■ Point labeling examples
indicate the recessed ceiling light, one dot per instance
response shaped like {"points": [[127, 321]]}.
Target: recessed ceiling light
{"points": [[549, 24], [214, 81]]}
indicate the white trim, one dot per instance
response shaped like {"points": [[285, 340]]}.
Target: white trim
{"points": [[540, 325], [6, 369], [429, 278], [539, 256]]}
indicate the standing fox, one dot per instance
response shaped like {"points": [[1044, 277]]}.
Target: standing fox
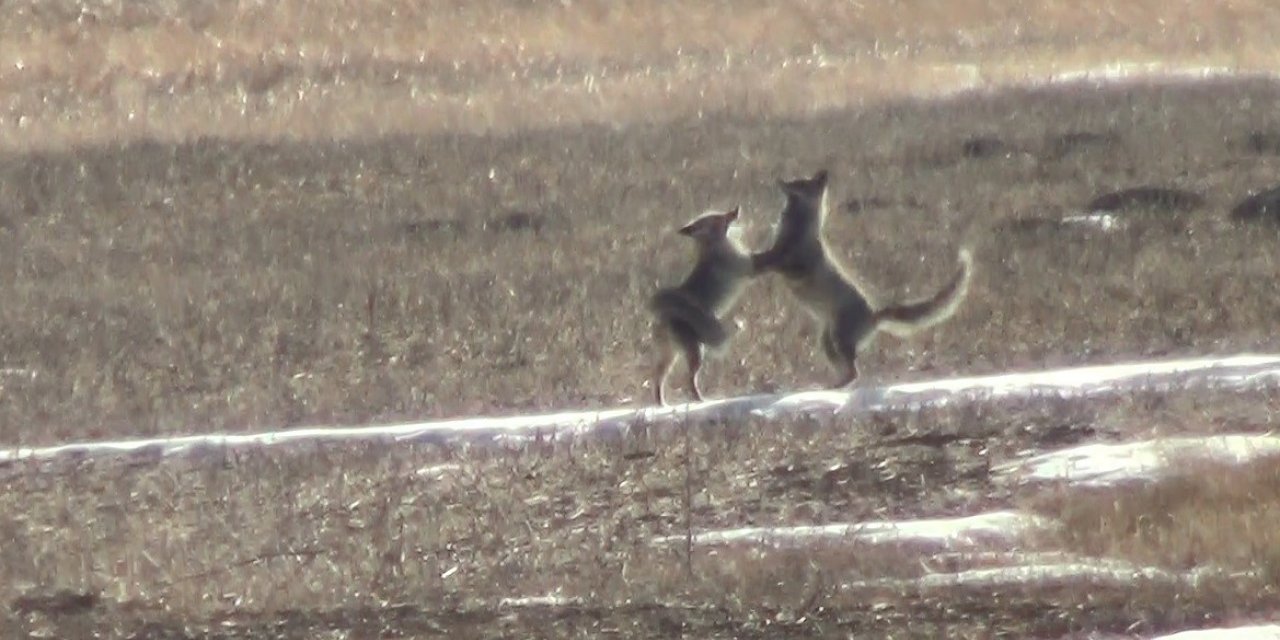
{"points": [[689, 315], [849, 321]]}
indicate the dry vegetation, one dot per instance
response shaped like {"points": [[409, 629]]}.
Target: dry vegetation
{"points": [[78, 72], [213, 284], [205, 224], [429, 540]]}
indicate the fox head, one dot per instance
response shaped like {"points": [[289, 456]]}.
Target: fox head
{"points": [[810, 192], [711, 227]]}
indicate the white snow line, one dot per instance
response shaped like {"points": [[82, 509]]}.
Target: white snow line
{"points": [[539, 600], [1104, 222], [1112, 572], [995, 529], [1234, 371], [1246, 632], [1109, 465]]}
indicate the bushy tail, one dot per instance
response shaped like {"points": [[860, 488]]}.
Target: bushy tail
{"points": [[905, 319], [680, 312]]}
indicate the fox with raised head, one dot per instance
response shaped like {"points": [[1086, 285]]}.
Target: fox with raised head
{"points": [[689, 318], [849, 320]]}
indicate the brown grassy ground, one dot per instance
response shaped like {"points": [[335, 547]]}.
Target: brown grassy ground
{"points": [[78, 72], [428, 540], [163, 288], [302, 266]]}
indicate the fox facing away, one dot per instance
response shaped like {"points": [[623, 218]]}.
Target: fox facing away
{"points": [[848, 318], [689, 316]]}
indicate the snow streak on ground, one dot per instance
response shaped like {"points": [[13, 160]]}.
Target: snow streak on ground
{"points": [[1242, 370], [1106, 465], [997, 529], [1251, 632]]}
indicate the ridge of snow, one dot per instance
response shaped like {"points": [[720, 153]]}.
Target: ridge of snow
{"points": [[1109, 465], [996, 528], [1243, 632], [1234, 370]]}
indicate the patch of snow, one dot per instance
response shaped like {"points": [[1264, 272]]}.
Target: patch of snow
{"points": [[995, 529], [438, 470], [1247, 632], [539, 600], [1107, 465], [1133, 69], [613, 423], [1111, 572], [1104, 222]]}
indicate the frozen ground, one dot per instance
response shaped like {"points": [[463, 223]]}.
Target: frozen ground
{"points": [[987, 551], [1233, 371]]}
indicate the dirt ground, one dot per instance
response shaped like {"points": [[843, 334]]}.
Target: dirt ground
{"points": [[214, 286], [195, 238], [236, 286]]}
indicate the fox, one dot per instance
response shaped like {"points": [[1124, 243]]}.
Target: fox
{"points": [[849, 320], [689, 316]]}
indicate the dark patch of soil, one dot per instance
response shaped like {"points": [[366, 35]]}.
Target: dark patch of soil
{"points": [[1147, 197], [1258, 206]]}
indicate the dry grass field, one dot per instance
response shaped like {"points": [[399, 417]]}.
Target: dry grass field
{"points": [[231, 216]]}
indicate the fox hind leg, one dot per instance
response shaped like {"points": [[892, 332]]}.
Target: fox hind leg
{"points": [[666, 359], [693, 351], [841, 346]]}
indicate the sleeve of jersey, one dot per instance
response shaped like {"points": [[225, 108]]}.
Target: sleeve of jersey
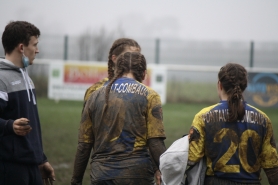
{"points": [[269, 156], [155, 117], [197, 139], [85, 130], [93, 88]]}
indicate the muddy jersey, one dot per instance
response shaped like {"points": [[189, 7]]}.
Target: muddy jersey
{"points": [[234, 151], [119, 132]]}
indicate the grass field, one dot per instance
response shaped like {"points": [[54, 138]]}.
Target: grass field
{"points": [[60, 122]]}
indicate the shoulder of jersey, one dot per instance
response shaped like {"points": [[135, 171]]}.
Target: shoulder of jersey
{"points": [[95, 87]]}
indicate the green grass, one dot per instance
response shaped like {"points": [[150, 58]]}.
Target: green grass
{"points": [[60, 122]]}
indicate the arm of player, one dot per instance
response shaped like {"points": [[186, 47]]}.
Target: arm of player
{"points": [[157, 147], [81, 160], [272, 175]]}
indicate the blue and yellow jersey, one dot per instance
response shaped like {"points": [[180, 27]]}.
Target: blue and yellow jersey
{"points": [[119, 132], [234, 151]]}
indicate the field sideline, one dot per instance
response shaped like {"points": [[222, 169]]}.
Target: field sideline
{"points": [[60, 122]]}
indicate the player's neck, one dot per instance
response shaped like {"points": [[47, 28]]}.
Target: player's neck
{"points": [[128, 75]]}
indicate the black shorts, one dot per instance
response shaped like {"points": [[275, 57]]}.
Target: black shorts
{"points": [[12, 173], [215, 180], [125, 182]]}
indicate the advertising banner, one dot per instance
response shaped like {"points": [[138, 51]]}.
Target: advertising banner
{"points": [[70, 80], [262, 89]]}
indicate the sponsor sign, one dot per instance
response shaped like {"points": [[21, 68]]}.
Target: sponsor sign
{"points": [[262, 89]]}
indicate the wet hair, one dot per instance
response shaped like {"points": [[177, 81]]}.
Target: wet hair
{"points": [[133, 62], [17, 32], [118, 47], [233, 78]]}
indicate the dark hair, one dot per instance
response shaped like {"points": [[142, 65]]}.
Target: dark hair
{"points": [[133, 62], [117, 48], [17, 32], [233, 78]]}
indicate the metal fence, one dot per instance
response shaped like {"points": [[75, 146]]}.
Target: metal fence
{"points": [[169, 51], [183, 86]]}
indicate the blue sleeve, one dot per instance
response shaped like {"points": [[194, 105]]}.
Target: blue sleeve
{"points": [[6, 126]]}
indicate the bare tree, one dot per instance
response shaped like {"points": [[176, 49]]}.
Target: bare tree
{"points": [[85, 46], [95, 46]]}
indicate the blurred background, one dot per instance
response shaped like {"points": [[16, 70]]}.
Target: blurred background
{"points": [[202, 33], [194, 38]]}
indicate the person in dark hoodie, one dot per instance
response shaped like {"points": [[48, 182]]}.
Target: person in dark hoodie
{"points": [[22, 160]]}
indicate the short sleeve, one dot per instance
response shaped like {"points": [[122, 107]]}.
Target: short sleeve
{"points": [[85, 129], [155, 126]]}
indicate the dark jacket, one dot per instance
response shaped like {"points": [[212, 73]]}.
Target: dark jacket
{"points": [[18, 100]]}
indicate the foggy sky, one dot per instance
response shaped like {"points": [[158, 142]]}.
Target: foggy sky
{"points": [[236, 20]]}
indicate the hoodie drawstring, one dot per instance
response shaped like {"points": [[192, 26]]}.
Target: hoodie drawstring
{"points": [[28, 85]]}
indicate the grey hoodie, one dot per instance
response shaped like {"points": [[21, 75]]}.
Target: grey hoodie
{"points": [[18, 100]]}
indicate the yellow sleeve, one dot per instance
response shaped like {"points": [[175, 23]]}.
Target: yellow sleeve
{"points": [[154, 116], [269, 156], [93, 88], [197, 139]]}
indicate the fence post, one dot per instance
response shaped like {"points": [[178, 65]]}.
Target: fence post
{"points": [[157, 49], [251, 54], [66, 38]]}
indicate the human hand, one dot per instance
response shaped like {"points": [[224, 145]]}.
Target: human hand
{"points": [[21, 127], [157, 176], [47, 172]]}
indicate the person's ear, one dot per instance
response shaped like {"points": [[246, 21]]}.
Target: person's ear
{"points": [[114, 58], [220, 85], [144, 75], [20, 48]]}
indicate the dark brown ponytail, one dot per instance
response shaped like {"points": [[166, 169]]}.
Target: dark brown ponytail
{"points": [[118, 47], [233, 78], [133, 62]]}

■ WHAT YOU HAVE TO DO
All of the records above must be copied exactly, except for the pictures.

■ WRITTEN RESPONSE
indicate the recessed ceiling light, one dot per instance
response shaped like {"points": [[127, 321]]}.
Target: recessed ceiling light
{"points": [[549, 24], [214, 81]]}
indicate the white trim, one dot per instance
response shaped like {"points": [[285, 340]]}.
Target: white trim
{"points": [[540, 325], [6, 369], [429, 278], [539, 256]]}
indicate the standing fox, one dot per instance
response shaped like {"points": [[1044, 277]]}.
Target: standing fox
{"points": [[689, 315], [849, 321]]}
indicate the dry vegetation, one dot per instance
response shaped like {"points": [[409, 629]]}.
Target: dry vegetation
{"points": [[78, 72], [213, 284], [205, 224], [429, 540]]}
indicate the fox head, one dot per instance
response shaped like {"points": [[289, 456]]}.
Target: fox head
{"points": [[810, 192], [711, 227]]}
indicate the white snow line, one dot per instance
response shaped like {"points": [[82, 509]]}.
Target: white snow line
{"points": [[539, 600], [1104, 222], [1112, 572], [995, 529], [1234, 371], [1246, 632], [1109, 465]]}
indicate the bushy tail, one dot per instance
response shaped like {"points": [[860, 488]]}.
Target: bushy tail
{"points": [[905, 319], [680, 312]]}
indicate the fox with raised head, one dot per instance
response shaped like {"points": [[1086, 285]]}.
Target: fox with raised head
{"points": [[689, 318], [849, 320]]}
indicate the brown grassy ground, one dot per instance
response shaped like {"points": [[335, 547]]}.
Target: brown grassy ground
{"points": [[78, 72], [428, 540], [163, 288], [302, 266]]}
indicate the fox facing away, one dot per instance
response shaped like {"points": [[623, 218]]}.
Target: fox facing away
{"points": [[848, 318], [689, 316]]}
indicate the snow streak on ground, one dot per instance
response shaped like {"points": [[13, 160]]}.
Target: snow streak on ground
{"points": [[1242, 370], [1106, 465], [997, 529], [1251, 632]]}
indicate the ridge of snow, one dot per instance
response shaped like {"points": [[720, 153]]}.
Target: ridge of snow
{"points": [[1109, 465], [996, 528], [1243, 632], [1234, 370]]}
indicate the patch of snow, one dot per instance
response shaped like {"points": [[1264, 272]]}.
Target: patch of snow
{"points": [[995, 529], [438, 470], [1247, 632], [539, 600], [1107, 465], [1133, 69], [613, 423], [1111, 572], [1104, 222]]}
indicate the frozen ground, one dot per instance
response shaped like {"points": [[463, 223]]}.
Target: frozen ground
{"points": [[987, 551], [1233, 371]]}
indicate the dirt ground, one dot per instance
response shaped like {"points": [[843, 334]]}.
Target: dirt ground
{"points": [[214, 286], [195, 238], [236, 286]]}
indicate the fox, one dot per instance
response shaped like {"points": [[1124, 243]]}.
Target: fox
{"points": [[849, 320], [689, 316]]}
indicate the dark patch of soil, one dot per instance
response shaped like {"points": [[366, 35]]}.
Target: dark patch of soil
{"points": [[1147, 197], [1258, 206]]}
indicate the dry grass field, one dot per instance
response shaped like {"points": [[399, 417]]}.
Target: dry grass field
{"points": [[231, 216]]}
indicate the fox hind leg, one dot per instance
response shaped like {"points": [[892, 332]]}.
Target: fox hind leg
{"points": [[666, 359], [693, 351], [841, 346]]}
indicate the sleeve of jersey, one dot per instance
response shaped like {"points": [[225, 108]]}.
Target: sleeve of jersey
{"points": [[269, 156], [155, 117], [197, 139], [85, 130], [93, 88]]}
indicate the muddy jersey, one dot per instance
response shaped like {"points": [[189, 7]]}.
Target: muddy jersey
{"points": [[234, 151], [119, 132]]}
indicate the grass field, one dot per instance
response shaped like {"points": [[54, 138]]}.
Target: grass field
{"points": [[60, 122]]}
indicate the shoulder of jersey, one dot per instance
response shaped like {"points": [[135, 171]]}.
Target: shoulder of jersey
{"points": [[95, 87]]}
indicate the green grass, one dot per instance
response shaped like {"points": [[150, 58]]}.
Target: green grass
{"points": [[60, 122]]}
indicate the arm of player, one dot per instance
response shaped like {"points": [[186, 47]]}.
Target: arm of player
{"points": [[157, 147], [81, 160], [272, 175]]}
indicate the blue and yellow jersey, one dot per instance
response shaped like {"points": [[180, 27]]}.
Target: blue and yellow jersey
{"points": [[119, 132], [234, 151]]}
indicate the field sideline, one dot per instance
response shaped like {"points": [[222, 169]]}.
Target: field sideline
{"points": [[60, 122]]}
indicate the player's neck, one dot per instance
response shaped like {"points": [[47, 28]]}.
Target: player's neck
{"points": [[128, 75]]}
indicate the black shorts, one dot per instance
response shaped like {"points": [[275, 57]]}.
Target: black shorts
{"points": [[12, 173], [215, 180], [125, 182]]}
indicate the advertising banner, one dot per instance
response shaped like {"points": [[138, 51]]}.
Target: advertising banner
{"points": [[70, 80], [262, 89]]}
indicate the sponsor sign, one dot per instance
response shaped like {"points": [[21, 68]]}.
Target: sponsor sign
{"points": [[262, 89]]}
indicate the wet hair, one dot per instance
response shaped like {"points": [[177, 81]]}.
Target: wet hair
{"points": [[133, 62], [17, 32], [118, 47], [233, 78]]}
indicate the dark hair, one dot per instance
response shaped like {"points": [[142, 65]]}.
Target: dark hair
{"points": [[133, 62], [117, 48], [17, 32], [233, 78]]}
indicate the metal fence, one dot per instance
response shaped like {"points": [[75, 146]]}.
Target: metal fence
{"points": [[169, 51], [183, 86]]}
indicate the blue sleeve, one dot per instance
response shaped like {"points": [[194, 105]]}.
Target: blue sleeve
{"points": [[6, 126]]}
indicate the bare tree, one dot per instance
response shaped like {"points": [[176, 49]]}.
Target: bare tree
{"points": [[85, 46], [95, 46]]}
indicate the blurred background, one dot per instance
response shaped like {"points": [[16, 70]]}.
Target: blurred background
{"points": [[202, 33], [194, 38]]}
indicate the person in dark hoodie, one dot per instance
response shaped like {"points": [[48, 182]]}.
Target: person in dark hoodie
{"points": [[22, 160]]}
indicate the short sleeve, one dot per instance
response shaped like {"points": [[122, 107]]}.
Target: short sleeve
{"points": [[85, 129], [155, 126]]}
indicate the dark jacket, one dot per instance
response shaped like {"points": [[212, 73]]}.
Target: dark jacket
{"points": [[18, 100]]}
indicate the foggy sky, one dot per instance
response shaped like {"points": [[158, 142]]}.
Target: foggy sky
{"points": [[236, 20]]}
indicate the hoodie drawstring, one dot per instance
response shaped like {"points": [[192, 26]]}.
Target: hoodie drawstring
{"points": [[28, 85]]}
indicate the grey hoodie, one dot per instance
response shaped like {"points": [[21, 75]]}.
Target: grey hoodie
{"points": [[18, 100]]}
indicate the yellow sleeve, one dot per instance
response shaped like {"points": [[175, 23]]}.
Target: yellow sleeve
{"points": [[154, 116], [269, 156], [93, 88], [197, 139]]}
indicate the fence post, one dot per instance
response shaped like {"points": [[178, 65]]}.
Target: fence post
{"points": [[157, 49], [251, 54], [66, 38]]}
indicate the human hand, one dot per instance
response shaped like {"points": [[224, 145]]}.
Target: human hand
{"points": [[21, 127], [157, 176], [47, 172]]}
indicate the person's ear, one dot per instance
response shaped like {"points": [[246, 21]]}.
Target: person's ear
{"points": [[114, 58], [220, 85], [144, 75], [20, 48]]}
indicate the dark brown ponytail, one dot per instance
response shaped like {"points": [[166, 169]]}.
Target: dark brown ponytail
{"points": [[118, 47], [233, 78], [133, 62]]}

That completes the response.